What is asked:
Turn the lines below into a numbered list, leaving out any blank lines.

***** Provided information *****

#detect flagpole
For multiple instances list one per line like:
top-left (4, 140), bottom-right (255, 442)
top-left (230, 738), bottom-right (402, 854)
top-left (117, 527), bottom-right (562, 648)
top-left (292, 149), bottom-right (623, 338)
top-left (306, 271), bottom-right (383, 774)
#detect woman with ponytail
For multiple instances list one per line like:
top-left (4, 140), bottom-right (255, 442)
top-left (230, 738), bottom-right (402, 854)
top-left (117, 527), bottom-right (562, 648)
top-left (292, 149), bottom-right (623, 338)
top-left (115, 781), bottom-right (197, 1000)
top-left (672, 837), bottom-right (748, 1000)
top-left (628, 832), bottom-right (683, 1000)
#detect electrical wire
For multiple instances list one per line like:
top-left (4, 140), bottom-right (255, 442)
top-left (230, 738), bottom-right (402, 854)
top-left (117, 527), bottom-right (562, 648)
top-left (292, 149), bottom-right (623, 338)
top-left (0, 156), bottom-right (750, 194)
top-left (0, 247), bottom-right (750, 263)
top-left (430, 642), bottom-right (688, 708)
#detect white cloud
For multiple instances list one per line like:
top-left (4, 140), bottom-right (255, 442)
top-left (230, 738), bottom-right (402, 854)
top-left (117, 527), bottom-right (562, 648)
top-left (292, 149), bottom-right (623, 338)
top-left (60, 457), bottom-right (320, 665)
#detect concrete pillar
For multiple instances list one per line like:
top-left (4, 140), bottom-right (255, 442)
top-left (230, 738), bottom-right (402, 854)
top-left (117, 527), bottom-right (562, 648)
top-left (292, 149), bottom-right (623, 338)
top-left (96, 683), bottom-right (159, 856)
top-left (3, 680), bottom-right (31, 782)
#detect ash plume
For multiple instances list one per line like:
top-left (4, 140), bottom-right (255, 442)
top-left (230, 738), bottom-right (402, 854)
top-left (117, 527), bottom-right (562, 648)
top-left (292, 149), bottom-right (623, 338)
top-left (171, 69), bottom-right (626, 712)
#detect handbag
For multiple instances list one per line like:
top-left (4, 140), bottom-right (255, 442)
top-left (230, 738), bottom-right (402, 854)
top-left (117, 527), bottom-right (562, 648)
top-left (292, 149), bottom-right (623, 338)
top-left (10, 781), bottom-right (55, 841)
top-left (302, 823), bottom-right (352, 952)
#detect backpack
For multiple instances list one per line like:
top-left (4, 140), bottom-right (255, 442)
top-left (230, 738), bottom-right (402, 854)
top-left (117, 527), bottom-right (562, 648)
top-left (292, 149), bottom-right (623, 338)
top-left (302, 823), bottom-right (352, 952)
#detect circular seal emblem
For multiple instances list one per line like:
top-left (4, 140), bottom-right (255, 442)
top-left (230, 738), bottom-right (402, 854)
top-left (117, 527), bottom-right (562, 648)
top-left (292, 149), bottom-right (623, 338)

*****

Problem solution:
1. #detect flagpole
2. For multiple instances list one per line like:
3. top-left (4, 140), bottom-right (255, 442)
4. top-left (230, 738), bottom-right (402, 854)
5. top-left (117, 527), bottom-right (562, 648)
6. top-left (292, 149), bottom-right (623, 338)
7. top-left (306, 271), bottom-right (383, 774)
8. #detect woman with ponytail
9. For multiple instances list one per line like:
10. top-left (4, 140), bottom-right (255, 442)
11. top-left (230, 738), bottom-right (402, 854)
12. top-left (117, 527), bottom-right (562, 648)
13. top-left (292, 149), bottom-right (623, 338)
14. top-left (115, 781), bottom-right (197, 1000)
15. top-left (672, 837), bottom-right (748, 1000)
16. top-left (628, 832), bottom-right (683, 1000)
17. #detect electrical wire
18. For multiple instances list one per line like:
19. top-left (4, 140), bottom-right (255, 442)
20. top-left (230, 738), bottom-right (402, 854)
21. top-left (117, 527), bottom-right (562, 648)
22. top-left (292, 149), bottom-right (623, 338)
23. top-left (0, 156), bottom-right (750, 194)
24. top-left (0, 247), bottom-right (750, 263)
25. top-left (430, 642), bottom-right (688, 708)
26. #detect white cloud
27. For multiple instances list one per line like:
28. top-left (4, 140), bottom-right (255, 442)
29. top-left (230, 738), bottom-right (402, 854)
30. top-left (117, 527), bottom-right (562, 648)
31. top-left (292, 149), bottom-right (623, 338)
32. top-left (60, 457), bottom-right (320, 665)
33. #detect concrete pillar
34. For multiple instances list one per line like:
35. top-left (4, 140), bottom-right (255, 442)
36. top-left (230, 738), bottom-right (402, 854)
37. top-left (117, 527), bottom-right (562, 648)
38. top-left (292, 149), bottom-right (623, 338)
39. top-left (96, 683), bottom-right (159, 856)
40. top-left (3, 680), bottom-right (31, 782)
41. #detect ash plume
42. For multiple instances list one per line like:
43. top-left (4, 140), bottom-right (255, 442)
44. top-left (230, 738), bottom-right (402, 854)
45. top-left (117, 527), bottom-right (562, 648)
46. top-left (292, 149), bottom-right (623, 338)
47. top-left (171, 69), bottom-right (626, 712)
48. #detect handbag
49. For multiple instances list one per line like:
50. top-left (4, 140), bottom-right (255, 442)
51. top-left (230, 738), bottom-right (402, 854)
52. top-left (117, 527), bottom-right (562, 648)
53. top-left (292, 149), bottom-right (623, 338)
54. top-left (10, 781), bottom-right (55, 841)
55. top-left (302, 823), bottom-right (352, 952)
56. #detect backpack
57. For multiple instances list one per line like:
58. top-left (4, 140), bottom-right (255, 442)
59. top-left (230, 738), bottom-right (402, 854)
60. top-left (117, 527), bottom-right (562, 648)
61. top-left (292, 149), bottom-right (623, 338)
62. top-left (302, 823), bottom-right (352, 952)
63. #detect circular seal emblem
64. For multiple instances list one per line like:
65. top-left (4, 140), bottom-right (255, 442)
66. top-left (230, 738), bottom-right (402, 854)
67. top-left (117, 527), bottom-right (562, 648)
68. top-left (292, 149), bottom-right (623, 338)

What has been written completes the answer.